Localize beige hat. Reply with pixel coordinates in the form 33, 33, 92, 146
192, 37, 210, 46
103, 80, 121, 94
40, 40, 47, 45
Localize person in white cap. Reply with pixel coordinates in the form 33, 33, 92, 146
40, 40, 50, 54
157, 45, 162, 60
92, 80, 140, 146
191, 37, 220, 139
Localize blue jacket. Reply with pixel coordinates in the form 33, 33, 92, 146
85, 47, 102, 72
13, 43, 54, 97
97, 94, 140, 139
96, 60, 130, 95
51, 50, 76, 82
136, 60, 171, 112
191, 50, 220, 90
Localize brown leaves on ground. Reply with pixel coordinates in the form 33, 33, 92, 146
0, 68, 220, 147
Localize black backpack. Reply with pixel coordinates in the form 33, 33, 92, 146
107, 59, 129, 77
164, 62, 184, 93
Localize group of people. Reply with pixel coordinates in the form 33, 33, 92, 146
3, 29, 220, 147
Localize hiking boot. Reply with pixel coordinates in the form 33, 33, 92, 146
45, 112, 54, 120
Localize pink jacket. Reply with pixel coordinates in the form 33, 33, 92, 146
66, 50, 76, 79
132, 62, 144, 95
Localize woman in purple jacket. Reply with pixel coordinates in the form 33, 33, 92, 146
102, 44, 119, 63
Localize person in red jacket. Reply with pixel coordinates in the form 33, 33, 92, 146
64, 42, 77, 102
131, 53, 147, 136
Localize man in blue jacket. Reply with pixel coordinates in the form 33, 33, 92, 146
# # # # # # #
[Requirements]: Switch "backpack" to "rucksack" and write out the listing from its start through the line with "45, 112, 54, 120", with nothing else changed.

[Finished answer]:
Localize beige hat. Reply with pixel coordinates in the form 33, 33, 92, 146
192, 37, 210, 46
103, 80, 121, 94
40, 40, 47, 45
Localize person in white cap. Reply with pixel coordinates in the form 33, 33, 92, 146
40, 40, 50, 54
157, 45, 162, 60
92, 80, 140, 146
191, 37, 220, 139
Localize blue jacket. Reply with pixel coordinates in the form 33, 33, 92, 146
85, 47, 102, 72
13, 43, 54, 97
97, 94, 140, 139
96, 60, 130, 95
51, 50, 76, 82
136, 60, 171, 112
191, 50, 220, 90
Localize brown leaves on ground. Reply with pixel coordinates in the form 33, 33, 92, 146
0, 68, 220, 147
Localize black rucksack. Reply with pixel coordinates in the form 33, 33, 92, 146
107, 59, 129, 77
164, 62, 184, 93
Localize group of people. Reply with pixel coordinates in the form 33, 33, 92, 146
3, 29, 220, 147
Localize hiking boot. Reply with pixel coordinates in the form 33, 33, 92, 146
45, 112, 54, 120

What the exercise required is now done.